◆ Your objective
Exactly as given, restate each record that follows.

##### The input #####

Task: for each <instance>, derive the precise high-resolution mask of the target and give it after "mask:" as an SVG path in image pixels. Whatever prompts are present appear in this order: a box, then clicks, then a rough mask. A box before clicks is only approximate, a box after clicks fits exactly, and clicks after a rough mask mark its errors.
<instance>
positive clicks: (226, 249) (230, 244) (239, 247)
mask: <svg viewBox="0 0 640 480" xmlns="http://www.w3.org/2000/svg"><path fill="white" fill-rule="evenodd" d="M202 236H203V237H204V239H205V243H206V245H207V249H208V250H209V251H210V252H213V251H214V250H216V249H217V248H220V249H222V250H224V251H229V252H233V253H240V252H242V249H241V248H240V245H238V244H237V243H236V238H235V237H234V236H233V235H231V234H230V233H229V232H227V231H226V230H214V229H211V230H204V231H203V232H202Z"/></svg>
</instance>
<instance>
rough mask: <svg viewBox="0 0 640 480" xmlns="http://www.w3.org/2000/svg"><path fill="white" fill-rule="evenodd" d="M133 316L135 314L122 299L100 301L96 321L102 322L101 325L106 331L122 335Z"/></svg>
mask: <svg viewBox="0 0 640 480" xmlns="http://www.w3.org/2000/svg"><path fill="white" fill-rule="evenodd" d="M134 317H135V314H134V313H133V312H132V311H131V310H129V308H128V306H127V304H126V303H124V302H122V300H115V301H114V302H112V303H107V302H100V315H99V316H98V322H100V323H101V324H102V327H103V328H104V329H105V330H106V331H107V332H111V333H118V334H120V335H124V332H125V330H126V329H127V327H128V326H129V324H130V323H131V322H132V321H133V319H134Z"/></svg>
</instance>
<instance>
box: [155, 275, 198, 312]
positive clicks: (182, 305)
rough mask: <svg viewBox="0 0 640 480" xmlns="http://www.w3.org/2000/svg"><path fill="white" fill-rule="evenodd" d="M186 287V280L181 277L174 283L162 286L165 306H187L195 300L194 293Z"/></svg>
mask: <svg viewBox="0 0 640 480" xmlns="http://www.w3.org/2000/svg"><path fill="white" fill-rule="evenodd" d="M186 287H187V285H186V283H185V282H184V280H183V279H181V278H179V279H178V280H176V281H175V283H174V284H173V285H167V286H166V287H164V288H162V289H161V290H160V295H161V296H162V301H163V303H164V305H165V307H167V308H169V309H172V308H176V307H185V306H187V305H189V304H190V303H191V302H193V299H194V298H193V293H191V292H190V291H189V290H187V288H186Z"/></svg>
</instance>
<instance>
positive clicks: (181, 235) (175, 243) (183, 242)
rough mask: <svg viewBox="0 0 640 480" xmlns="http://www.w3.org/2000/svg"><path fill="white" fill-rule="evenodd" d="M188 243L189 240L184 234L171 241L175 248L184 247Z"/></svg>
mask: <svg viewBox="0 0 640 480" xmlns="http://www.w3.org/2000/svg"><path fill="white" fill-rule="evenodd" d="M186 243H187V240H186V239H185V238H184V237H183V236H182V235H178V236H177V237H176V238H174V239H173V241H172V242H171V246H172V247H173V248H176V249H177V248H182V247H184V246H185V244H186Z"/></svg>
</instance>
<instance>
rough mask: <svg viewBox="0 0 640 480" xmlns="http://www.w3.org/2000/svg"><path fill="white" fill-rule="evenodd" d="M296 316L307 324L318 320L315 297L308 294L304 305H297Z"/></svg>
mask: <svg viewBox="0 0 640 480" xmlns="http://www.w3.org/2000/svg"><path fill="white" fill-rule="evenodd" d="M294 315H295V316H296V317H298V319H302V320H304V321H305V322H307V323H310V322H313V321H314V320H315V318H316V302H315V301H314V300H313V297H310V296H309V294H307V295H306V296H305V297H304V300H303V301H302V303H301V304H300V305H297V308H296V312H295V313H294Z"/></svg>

#####

◆ Answer to this problem
Task: for each <instance>, derive the precise high-resolution mask of the target and give it after "mask:" as an SVG path in image pixels. Whatever prompts are present appear in this order: a box, then clicks, then a rough mask. A box before clicks is only approximate, a box after clicks fits exactly, and clicks after a rough mask mark its errors.
<instance>
positive clicks: (226, 249) (230, 244) (239, 247)
mask: <svg viewBox="0 0 640 480" xmlns="http://www.w3.org/2000/svg"><path fill="white" fill-rule="evenodd" d="M202 236H203V237H204V239H205V243H206V245H207V249H208V250H209V251H210V252H213V251H214V250H216V249H217V248H220V249H222V250H224V251H229V252H233V253H240V252H242V249H241V248H240V245H238V244H237V243H236V238H235V237H234V236H233V235H231V234H230V233H229V232H227V231H226V230H214V229H211V230H204V231H203V232H202Z"/></svg>
</instance>
<instance>
rough mask: <svg viewBox="0 0 640 480" xmlns="http://www.w3.org/2000/svg"><path fill="white" fill-rule="evenodd" d="M133 316L135 314L122 299L100 301L96 321L102 322L101 325L106 331L122 335Z"/></svg>
mask: <svg viewBox="0 0 640 480" xmlns="http://www.w3.org/2000/svg"><path fill="white" fill-rule="evenodd" d="M134 317H135V314H134V313H133V312H132V311H131V310H129V308H128V306H127V304H126V303H124V302H122V300H115V301H114V302H112V303H107V302H100V315H99V316H98V322H100V323H101V324H102V327H103V328H104V329H105V330H106V331H107V332H111V333H118V334H120V335H124V332H125V330H126V329H127V327H128V326H129V324H130V323H131V322H132V321H133V319H134Z"/></svg>
</instance>
<instance>
box: [155, 275, 198, 312]
positive clicks: (182, 305)
rough mask: <svg viewBox="0 0 640 480" xmlns="http://www.w3.org/2000/svg"><path fill="white" fill-rule="evenodd" d="M186 287V280L181 277L174 283L162 286L165 306H187L195 300L194 293Z"/></svg>
mask: <svg viewBox="0 0 640 480" xmlns="http://www.w3.org/2000/svg"><path fill="white" fill-rule="evenodd" d="M186 287H187V285H186V283H185V282H184V280H183V279H181V278H179V279H178V280H176V281H175V283H174V284H173V285H167V286H166V287H164V288H162V289H161V290H160V295H161V296H162V301H163V303H164V305H165V307H167V308H169V309H172V308H176V307H185V306H187V305H189V304H190V303H191V302H193V299H194V298H193V293H191V292H190V291H189V290H187V288H186Z"/></svg>
</instance>
<instance>
positive clicks: (181, 235) (175, 243) (183, 242)
rough mask: <svg viewBox="0 0 640 480" xmlns="http://www.w3.org/2000/svg"><path fill="white" fill-rule="evenodd" d="M188 243L189 240L184 234L171 241L175 248L184 247Z"/></svg>
mask: <svg viewBox="0 0 640 480" xmlns="http://www.w3.org/2000/svg"><path fill="white" fill-rule="evenodd" d="M186 243H187V240H186V239H185V238H184V237H183V236H182V235H178V236H177V237H176V238H174V239H173V241H172V242H171V246H172V247H173V248H176V249H177V248H182V247H184V246H185V244H186Z"/></svg>
</instance>
<instance>
rough mask: <svg viewBox="0 0 640 480" xmlns="http://www.w3.org/2000/svg"><path fill="white" fill-rule="evenodd" d="M296 316L307 324L318 320L315 297L308 294L304 305H297Z"/></svg>
mask: <svg viewBox="0 0 640 480" xmlns="http://www.w3.org/2000/svg"><path fill="white" fill-rule="evenodd" d="M294 315H295V316H296V317H298V319H302V320H304V321H305V322H307V323H310V322H313V321H314V320H315V318H316V302H315V301H314V300H313V297H310V296H309V294H307V295H306V296H305V297H304V300H303V301H302V303H301V304H300V305H297V308H296V312H295V313H294Z"/></svg>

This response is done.